# TEXT FOR ANALYSIS:
Start of Block

Employers are feeling the buzz for April 12 reopening with hiring spree

Hiring activity picked up at its fastest pace in almost six years last month as companies prepared for the national lockdown to ease, a survey of employers has found.

With pubs and restaurants allowed to serve customers outdoors and shops, hairdressers and gyms reopening from April 12, employers stepped up their recruitment plans. For the first month this year, permanent starting salaries increased. Temporary salaries also rose in March at the fastest rates since December 2019.

The March report on jobs from KPMG, the accountancy firm, and the Recruitment & Employment Confederation found that plans to lift lockdown had “led to a marked improvement in recruitment activity”.

The number of advertised vacancies rose at the quickest pace since August 2018 and permanent hires grew at the steepest rate since 2015. Temporary billings expanded at the quickest rate since November 2017.

Unemployment has dropped to 5 per cent since the government extended the furlough scheme, which now supports 4.7 million workers, 200,000 fewer than in January. The number of workers on furlough dropped to 2.5 million in October last year.

End of Block

# COLLECTED MATERIAL:

Start of Block

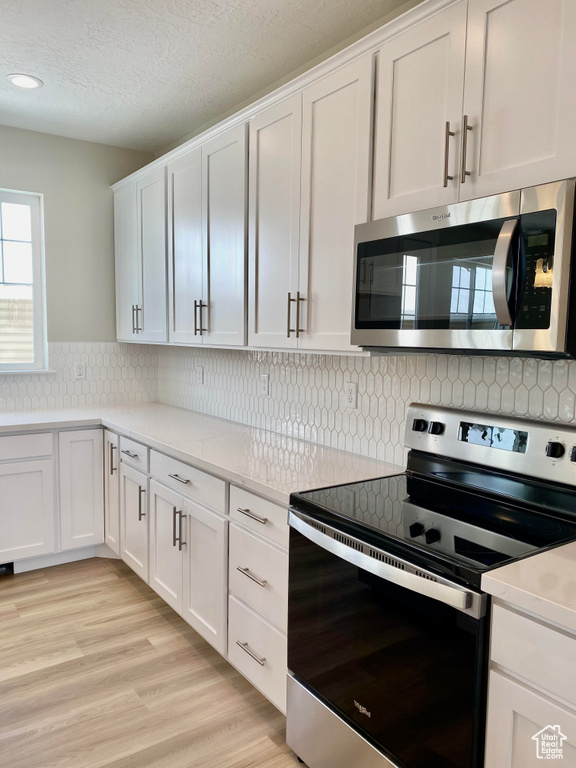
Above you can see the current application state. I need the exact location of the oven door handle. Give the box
[289,510,481,618]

End of Block

# ACTIONS TO TAKE:
A. Answer these about the article on hiring ahead of the April 12 reopening:
(i) Which two organizations produced the March report on jobs?
(ii) How many workers does the furlough scheme now support?
(iii) Advertised vacancies rose at their quickest pace since when?
B. Carry on the article about employers hiring ahead of the April 12 reopening, picking up after its final sentence.
The listing has no connection to the article about hiring ahead of the April 12 reopening.

# ANSWER SECTION:
A.
(i) KPMG and the Recruitment & Employment Confederation.
(ii) 4.7 million workers.
(iii) Since August 2018.

B.
Economists said that real-time data offered some hope for a rapid rebound as the economy reopens. Jefferies, the investment bank, is tracking activity data that is now at 79 per cent of pre-Covid levels, roughly where it was in September last year. Hiring activity was at 91 per cent of pre-pandemic levels and “once again near its 12-month high”, Jefferies said. Traffic congestion is at 95 per cent of pre-cornavirus levels and public transport use is up to 54 per cent of normal levels.

“Curtailing international travel should ensure that more of the excess savings that have been built up are spent domestically this summer,” David Owen, chief European economist at Jefferies, said.

“With more of the economy opening up, household savings being run down and the fact that inventories fell to historically low levels in March, there is a good chance that UK GDP and unemployment rates end up in a similar place to the US in 2022,” he added.